(Source data)
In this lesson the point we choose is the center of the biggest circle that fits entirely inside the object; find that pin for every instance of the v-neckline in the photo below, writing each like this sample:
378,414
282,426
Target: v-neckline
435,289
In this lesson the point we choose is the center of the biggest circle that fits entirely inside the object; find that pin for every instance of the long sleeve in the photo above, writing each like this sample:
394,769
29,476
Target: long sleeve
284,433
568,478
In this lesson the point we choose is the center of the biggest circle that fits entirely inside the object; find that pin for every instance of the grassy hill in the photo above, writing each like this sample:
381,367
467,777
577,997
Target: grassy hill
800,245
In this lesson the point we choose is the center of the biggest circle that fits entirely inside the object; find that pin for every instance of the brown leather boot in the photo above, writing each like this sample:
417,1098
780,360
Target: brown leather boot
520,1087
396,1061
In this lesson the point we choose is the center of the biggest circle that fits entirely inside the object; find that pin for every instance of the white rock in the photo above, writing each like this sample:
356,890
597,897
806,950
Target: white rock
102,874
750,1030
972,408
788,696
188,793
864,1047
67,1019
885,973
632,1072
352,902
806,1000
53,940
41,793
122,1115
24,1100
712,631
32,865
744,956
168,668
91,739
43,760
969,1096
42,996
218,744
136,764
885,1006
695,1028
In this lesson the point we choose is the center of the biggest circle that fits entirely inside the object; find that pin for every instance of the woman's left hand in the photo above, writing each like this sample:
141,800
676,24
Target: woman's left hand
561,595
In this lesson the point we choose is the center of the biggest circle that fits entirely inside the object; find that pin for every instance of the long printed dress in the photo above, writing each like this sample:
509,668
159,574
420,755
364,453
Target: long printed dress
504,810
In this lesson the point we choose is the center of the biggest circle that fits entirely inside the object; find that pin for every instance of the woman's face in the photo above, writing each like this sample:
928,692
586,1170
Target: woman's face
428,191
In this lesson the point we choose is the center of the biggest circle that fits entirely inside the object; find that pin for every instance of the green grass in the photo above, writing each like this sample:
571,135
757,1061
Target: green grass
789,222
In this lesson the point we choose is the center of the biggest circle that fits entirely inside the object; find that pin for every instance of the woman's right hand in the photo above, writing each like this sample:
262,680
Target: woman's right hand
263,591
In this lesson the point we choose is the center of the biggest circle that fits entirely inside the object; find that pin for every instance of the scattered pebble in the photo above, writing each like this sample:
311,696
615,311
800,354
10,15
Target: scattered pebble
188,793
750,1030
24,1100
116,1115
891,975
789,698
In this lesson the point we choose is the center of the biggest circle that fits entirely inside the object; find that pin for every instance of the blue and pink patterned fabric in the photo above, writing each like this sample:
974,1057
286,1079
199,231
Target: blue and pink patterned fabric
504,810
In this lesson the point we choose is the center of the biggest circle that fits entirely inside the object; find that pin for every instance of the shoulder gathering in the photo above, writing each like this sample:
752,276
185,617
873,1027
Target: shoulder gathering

Your task:
Above are some records. Print them all exactly.

Result of this exercise:
In this lesson the point we choose is the center of the biggest circle that fits entirely inside the object; find that pin for every instance of the v-neckline in the photo below, writing each like this sample:
378,414
282,426
Target: v-neckline
435,289
In this lesson the point we choose is the center of the biggest circle that fits entirely inside the object; find that pin for every instance of the long sleeve in the photo above, writing each like this sample:
394,769
29,476
Target: long sleeve
284,433
568,478
In this lesson the point we choose is the center of the biggest circle that fits entirely inside the object; find that pin for every instance of the grassy hill in the photo above, writing each like this sample:
381,367
467,777
577,997
Target: grassy hill
800,245
In this lesson the point we choose is the center of the biggest circle that fits entirely inside the object; find that pin for every instance of the brown leather boot in the photo above, writing each like this sample:
417,1098
780,360
Target: brown leather boot
520,1087
396,1061
In this lesson the point we choose is the center of the biggest circle that fits entirely inside the object; find that pin for every instance of the white rock in the photo above, writing each like this sample:
356,890
597,897
806,950
Target: white rock
102,874
750,1030
972,408
788,696
188,793
864,1047
67,1019
885,973
632,1072
352,902
806,1000
53,940
41,793
122,1115
24,1100
712,631
32,865
744,956
168,668
91,739
43,760
969,1096
42,996
218,744
136,764
885,1006
695,1028
In this lesson the point we choose is the center of the biggest circle that fits entirely inside the object; find that pin for every instance of the woman's left hand in the photo above, writing each like this sample:
141,800
676,24
Target: woman's left hand
561,595
In this lesson the point we choose is the center of the biggest circle that fits entirely inside the object; find that pin for every instance of the long printed dress in the photo above, writing each like this sample:
509,668
159,574
420,755
364,453
Target: long printed dress
504,810
In this lesson the point we choose is the center of the biggest circle that fits entirely inside the object; find that pin for every instance of the woman's face in the photo above, writing each like this sample:
928,692
586,1170
Target: woman's face
428,191
In this lesson the point we choose is the center of the biggest circle that fits entirely inside the object; find that pin for every instance of the green grass in the photo above, writing each like this sample:
571,135
757,1061
Target: green grass
789,222
In this lesson the point we choose is the center of the biggest circle that fits entirely inside the object; find that pin for every instance of the woman's right hand in the photo above, writing each like this sample:
262,680
Target: woman's right hand
263,591
In this lesson the point we choose is the center of the biggest circle that fits entirely inside the object; find that pin for every instance of the scattered pebble in the photo above, writing each like this sample:
311,696
615,311
800,354
10,15
Target: scattered pebble
188,793
750,1030
24,1100
116,1115
891,975
789,698
In this lesson the point we choose is the center of the biggest circle that fits entirely inside the object; find that pin for every instance of the blue and pink patterned fabric in the photo above, writing each like this sample:
974,1057
286,1079
199,231
Target: blue and pink patterned fabric
504,810
In this lesson the point we choose is the center of the biggest circle that fits entirely inside the object; find that pin for every instance of the shoulder gathering in the photo above, writing each like this sample:
752,276
185,617
873,1027
Target: shoulder gathering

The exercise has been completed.